[Listed records]

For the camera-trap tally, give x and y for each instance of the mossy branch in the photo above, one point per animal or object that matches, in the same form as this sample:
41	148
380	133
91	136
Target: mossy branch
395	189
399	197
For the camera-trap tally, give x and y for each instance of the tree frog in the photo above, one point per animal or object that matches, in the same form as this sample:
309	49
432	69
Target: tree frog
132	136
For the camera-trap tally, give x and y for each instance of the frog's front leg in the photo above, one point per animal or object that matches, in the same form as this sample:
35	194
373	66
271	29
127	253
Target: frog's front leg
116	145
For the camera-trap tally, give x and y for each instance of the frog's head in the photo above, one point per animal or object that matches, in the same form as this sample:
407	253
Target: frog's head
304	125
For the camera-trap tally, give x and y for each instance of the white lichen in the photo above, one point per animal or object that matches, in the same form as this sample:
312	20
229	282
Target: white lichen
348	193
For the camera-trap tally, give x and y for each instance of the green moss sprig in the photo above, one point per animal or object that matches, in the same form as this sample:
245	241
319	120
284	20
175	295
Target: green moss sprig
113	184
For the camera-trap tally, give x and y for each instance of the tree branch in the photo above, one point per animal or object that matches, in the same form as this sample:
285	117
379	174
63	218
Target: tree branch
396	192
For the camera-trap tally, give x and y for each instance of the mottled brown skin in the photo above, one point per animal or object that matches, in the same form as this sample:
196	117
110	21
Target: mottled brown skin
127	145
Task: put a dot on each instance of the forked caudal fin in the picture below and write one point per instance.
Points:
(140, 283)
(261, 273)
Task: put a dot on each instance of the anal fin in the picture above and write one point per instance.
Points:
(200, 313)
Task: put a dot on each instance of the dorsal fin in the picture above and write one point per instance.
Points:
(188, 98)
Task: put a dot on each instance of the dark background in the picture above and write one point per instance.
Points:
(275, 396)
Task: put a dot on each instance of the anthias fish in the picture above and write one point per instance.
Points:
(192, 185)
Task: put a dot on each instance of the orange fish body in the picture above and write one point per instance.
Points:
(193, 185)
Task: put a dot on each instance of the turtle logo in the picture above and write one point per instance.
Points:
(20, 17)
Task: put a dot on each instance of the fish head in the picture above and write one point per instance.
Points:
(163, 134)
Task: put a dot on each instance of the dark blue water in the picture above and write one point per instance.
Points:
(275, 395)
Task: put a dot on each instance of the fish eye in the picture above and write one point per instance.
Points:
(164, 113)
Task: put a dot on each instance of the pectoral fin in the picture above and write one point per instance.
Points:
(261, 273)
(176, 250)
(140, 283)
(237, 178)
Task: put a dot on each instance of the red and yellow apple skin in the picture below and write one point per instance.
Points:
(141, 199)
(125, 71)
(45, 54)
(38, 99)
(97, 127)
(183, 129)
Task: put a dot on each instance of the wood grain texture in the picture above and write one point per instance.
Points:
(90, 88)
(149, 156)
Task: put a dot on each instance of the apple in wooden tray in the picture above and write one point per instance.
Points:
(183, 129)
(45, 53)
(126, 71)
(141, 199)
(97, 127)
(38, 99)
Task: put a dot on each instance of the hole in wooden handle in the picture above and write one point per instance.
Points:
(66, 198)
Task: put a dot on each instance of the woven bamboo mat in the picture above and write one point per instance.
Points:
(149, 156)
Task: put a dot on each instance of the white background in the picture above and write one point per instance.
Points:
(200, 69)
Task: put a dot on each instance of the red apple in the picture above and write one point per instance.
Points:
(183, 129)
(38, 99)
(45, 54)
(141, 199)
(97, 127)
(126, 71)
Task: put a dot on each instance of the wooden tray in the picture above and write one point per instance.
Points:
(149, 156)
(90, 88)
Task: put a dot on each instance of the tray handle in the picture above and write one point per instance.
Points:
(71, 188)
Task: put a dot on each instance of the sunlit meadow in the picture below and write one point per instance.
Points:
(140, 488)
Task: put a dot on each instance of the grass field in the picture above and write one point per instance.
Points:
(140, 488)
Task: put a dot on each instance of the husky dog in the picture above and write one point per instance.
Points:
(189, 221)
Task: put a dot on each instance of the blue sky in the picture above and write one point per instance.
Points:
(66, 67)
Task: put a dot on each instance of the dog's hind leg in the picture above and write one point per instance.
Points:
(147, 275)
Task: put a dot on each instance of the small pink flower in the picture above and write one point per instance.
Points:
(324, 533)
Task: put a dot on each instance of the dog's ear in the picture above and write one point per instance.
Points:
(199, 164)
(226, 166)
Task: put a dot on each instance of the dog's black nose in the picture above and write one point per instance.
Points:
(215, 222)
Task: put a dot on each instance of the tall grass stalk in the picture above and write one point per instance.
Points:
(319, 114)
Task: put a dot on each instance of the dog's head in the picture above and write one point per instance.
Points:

[/Listed records]

▶ What to do:
Total lines with "wooden" in the records above: report that figure alone.

▶ Expected answer:
3